The British believed the Chinese had always been uncooperative, having allowed only one port, Canton, to be used by western merchants since the 18th century. There were many British politicians and merchants who viewed the dispute as an ideal opportunity to open up China.
After several skirmishes, fighting began in November 1839. HMS ‘Volage’ and HMS ‘Hyacinth’ defeated 29 Chinese vessels during the evacuation of British refugees from Canton.
On 21 June the following year, a naval force commanded by Commodore Sir Gordon Bremer arrived off Macao. It then moved north to Chusan and on 5 July bombarded the port of Ting-hai, which was then occupied by troops under Brigadier-General George Burrell.
Negotiations began between the British and the Chinese Emperor. Lord Palmerston, the foreign secretary, demanded compensation and the granting of an island off the coast for use as a trading station.
The Chinese refused and on 7 January 1841 the British captured the Bogue forts of Chuenpi and Tycocktow that guarded the mouth of the Pearl River.
The force that captured the forts was commanded by Major J L Pratt of the 26th (Cameronian) Regiment and suffered only 38 casualties. Of the Chinese fleet of 13 war-junks, 10 were captured and their flagship was destroyed.
The Chinese Admiral, Kuan Ti, asked for a truce and faced with overwhelming British strength, signed an agreement on 18 January 1841 by which Hong Kong became a British territory.
The Chinese still refused to back down. The British therefore advanced up the Pearl River with a reinforced military contingent under Lieutenant-General Sir Hugh Gough, capturing Canton on 27 May 1841. They then withdrew on the understanding that the Chinese would pay reparations of £60,000.

━━━━━━

Things to do —
1. In the passage about the British conflict with China, who commanded the force that captured the Bogue forts?
2. Copy the passage about the British conflict with China, beginning at "After several skirmishes, fighting" and stopping after "Brigadier-General George Burrell.", and substitute "civilians" for "refugees".

Entries supplied —
━━━━━━

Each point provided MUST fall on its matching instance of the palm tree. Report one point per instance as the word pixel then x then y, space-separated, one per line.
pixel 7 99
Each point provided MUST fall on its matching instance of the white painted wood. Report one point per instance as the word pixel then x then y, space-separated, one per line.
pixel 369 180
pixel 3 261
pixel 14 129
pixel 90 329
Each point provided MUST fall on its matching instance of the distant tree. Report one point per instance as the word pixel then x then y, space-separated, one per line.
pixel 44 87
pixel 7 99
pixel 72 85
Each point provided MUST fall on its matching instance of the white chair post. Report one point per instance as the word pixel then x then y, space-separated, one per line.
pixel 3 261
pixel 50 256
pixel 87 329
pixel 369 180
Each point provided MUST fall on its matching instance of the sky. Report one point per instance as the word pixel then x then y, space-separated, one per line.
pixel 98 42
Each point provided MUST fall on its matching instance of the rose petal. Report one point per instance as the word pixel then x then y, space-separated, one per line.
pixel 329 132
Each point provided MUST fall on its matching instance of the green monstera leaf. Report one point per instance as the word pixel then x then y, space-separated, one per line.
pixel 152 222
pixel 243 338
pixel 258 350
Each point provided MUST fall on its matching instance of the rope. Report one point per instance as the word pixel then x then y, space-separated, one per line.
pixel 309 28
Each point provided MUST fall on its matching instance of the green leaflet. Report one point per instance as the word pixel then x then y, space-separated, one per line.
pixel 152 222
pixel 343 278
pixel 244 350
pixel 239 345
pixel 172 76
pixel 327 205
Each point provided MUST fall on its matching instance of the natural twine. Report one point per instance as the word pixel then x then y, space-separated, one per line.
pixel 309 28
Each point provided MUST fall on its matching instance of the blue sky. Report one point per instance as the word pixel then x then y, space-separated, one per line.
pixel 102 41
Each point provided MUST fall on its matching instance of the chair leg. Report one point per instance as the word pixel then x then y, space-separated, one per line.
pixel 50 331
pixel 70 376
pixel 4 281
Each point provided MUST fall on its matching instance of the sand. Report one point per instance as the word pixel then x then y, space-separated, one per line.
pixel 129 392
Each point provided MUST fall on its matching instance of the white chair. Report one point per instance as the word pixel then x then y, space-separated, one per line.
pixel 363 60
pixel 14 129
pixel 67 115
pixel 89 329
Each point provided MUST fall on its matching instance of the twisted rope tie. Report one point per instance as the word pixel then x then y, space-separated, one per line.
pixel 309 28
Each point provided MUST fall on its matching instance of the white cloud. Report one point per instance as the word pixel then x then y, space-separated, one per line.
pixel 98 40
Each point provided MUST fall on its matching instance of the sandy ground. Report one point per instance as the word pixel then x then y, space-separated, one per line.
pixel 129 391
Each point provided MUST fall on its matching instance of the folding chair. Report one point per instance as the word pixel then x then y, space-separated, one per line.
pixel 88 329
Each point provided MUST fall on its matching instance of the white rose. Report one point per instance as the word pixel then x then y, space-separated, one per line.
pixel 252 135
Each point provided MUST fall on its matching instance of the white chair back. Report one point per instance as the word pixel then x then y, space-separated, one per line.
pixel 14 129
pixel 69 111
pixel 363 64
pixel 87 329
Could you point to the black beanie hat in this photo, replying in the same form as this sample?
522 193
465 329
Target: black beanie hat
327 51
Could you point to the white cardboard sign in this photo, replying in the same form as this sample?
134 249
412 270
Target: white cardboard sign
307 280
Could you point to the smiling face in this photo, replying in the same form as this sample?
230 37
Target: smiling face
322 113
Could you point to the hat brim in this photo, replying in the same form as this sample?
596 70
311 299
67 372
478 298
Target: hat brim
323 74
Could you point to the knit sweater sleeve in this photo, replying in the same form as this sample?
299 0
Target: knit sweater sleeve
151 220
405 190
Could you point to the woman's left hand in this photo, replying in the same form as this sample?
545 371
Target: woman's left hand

━━━━━━

Responses to the exercise —
1. Major J L Pratt of the 26th (Cameronian) Regiment commanded it.

2.
After several skirmishes, fighting began in November 1839. HMS ‘Volage’ and HMS ‘Hyacinth’ defeated 29 Chinese vessels during the evacuation of British civilians from Canton.
On 21 June the following year, a naval force commanded by Commodore Sir Gordon Bremer arrived off Macao. It then moved north to Chusan and on 5 July bombarded the port of Ting-hai, which was then occupied by troops under Brigadier-General George Burrell.